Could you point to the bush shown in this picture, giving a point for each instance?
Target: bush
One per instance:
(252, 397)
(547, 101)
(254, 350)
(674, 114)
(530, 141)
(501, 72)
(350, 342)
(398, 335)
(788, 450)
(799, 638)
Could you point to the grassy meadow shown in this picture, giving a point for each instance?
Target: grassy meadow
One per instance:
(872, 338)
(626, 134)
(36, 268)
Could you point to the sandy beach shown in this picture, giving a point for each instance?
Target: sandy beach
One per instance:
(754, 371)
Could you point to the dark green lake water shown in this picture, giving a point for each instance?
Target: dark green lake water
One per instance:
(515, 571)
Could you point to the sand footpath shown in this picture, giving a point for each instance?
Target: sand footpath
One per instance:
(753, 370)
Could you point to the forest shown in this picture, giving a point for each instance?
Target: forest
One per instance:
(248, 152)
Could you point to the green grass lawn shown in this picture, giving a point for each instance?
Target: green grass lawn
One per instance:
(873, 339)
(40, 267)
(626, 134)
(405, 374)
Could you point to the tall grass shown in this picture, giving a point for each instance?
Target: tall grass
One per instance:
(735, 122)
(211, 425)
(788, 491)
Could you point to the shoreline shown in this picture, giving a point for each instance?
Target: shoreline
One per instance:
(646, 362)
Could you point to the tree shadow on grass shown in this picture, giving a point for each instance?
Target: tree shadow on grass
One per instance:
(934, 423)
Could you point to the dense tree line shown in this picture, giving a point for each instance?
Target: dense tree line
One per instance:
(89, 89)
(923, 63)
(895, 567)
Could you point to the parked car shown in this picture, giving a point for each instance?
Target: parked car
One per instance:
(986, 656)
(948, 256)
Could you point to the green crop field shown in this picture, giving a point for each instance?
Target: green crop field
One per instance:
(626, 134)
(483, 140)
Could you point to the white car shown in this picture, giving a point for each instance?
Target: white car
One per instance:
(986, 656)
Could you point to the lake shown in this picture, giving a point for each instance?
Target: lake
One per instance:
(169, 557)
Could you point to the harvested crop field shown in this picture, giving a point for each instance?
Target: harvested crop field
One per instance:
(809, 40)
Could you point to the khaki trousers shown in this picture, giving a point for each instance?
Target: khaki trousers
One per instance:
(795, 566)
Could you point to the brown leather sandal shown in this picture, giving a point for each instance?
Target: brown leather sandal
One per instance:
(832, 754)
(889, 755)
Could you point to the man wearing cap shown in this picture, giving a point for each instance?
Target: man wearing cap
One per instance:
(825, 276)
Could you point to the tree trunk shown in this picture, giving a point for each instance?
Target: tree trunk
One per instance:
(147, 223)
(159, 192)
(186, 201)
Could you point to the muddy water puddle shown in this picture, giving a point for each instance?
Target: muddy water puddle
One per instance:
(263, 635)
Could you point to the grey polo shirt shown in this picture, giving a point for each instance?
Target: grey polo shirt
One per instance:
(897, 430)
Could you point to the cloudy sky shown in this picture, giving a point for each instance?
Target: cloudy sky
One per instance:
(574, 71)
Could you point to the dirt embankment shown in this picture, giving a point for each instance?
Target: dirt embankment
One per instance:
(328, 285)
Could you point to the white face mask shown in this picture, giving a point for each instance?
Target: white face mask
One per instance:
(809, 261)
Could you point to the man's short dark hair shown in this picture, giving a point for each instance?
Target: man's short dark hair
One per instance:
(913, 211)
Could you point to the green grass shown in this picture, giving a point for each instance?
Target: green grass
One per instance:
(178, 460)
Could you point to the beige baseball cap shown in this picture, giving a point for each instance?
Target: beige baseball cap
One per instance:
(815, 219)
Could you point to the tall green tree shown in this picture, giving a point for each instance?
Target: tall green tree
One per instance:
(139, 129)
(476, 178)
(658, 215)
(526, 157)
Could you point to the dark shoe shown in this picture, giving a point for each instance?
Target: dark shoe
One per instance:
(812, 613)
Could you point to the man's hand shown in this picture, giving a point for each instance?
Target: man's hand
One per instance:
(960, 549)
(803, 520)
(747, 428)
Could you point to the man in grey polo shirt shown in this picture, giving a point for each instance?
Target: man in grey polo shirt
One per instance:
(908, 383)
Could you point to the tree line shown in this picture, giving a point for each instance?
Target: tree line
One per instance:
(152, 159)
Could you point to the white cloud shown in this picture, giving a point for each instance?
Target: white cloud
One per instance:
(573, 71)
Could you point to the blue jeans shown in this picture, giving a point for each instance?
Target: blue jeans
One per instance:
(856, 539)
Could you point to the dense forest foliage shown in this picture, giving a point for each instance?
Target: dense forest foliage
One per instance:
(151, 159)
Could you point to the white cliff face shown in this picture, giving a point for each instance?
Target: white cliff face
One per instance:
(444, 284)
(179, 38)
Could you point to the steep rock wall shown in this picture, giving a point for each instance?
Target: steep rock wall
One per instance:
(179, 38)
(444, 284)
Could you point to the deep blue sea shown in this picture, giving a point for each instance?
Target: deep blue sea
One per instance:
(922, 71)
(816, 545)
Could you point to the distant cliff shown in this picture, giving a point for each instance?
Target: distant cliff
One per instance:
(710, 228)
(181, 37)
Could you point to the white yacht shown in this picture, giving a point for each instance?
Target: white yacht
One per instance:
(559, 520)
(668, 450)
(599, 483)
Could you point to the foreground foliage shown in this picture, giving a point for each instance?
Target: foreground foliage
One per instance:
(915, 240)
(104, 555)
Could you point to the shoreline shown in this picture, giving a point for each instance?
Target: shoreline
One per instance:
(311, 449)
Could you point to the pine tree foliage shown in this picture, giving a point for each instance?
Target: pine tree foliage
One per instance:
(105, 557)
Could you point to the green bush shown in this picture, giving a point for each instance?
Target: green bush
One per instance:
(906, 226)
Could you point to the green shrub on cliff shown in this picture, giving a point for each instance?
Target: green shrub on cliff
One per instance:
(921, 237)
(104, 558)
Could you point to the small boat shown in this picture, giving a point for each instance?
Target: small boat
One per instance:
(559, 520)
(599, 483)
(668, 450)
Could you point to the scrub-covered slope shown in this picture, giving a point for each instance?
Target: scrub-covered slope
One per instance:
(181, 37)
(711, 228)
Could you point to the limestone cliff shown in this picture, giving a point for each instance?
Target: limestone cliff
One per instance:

# # # #

**Your goal:** Across the entries above, how many lines include "lawn"? State only that number.

**Reply to the exercise:** 2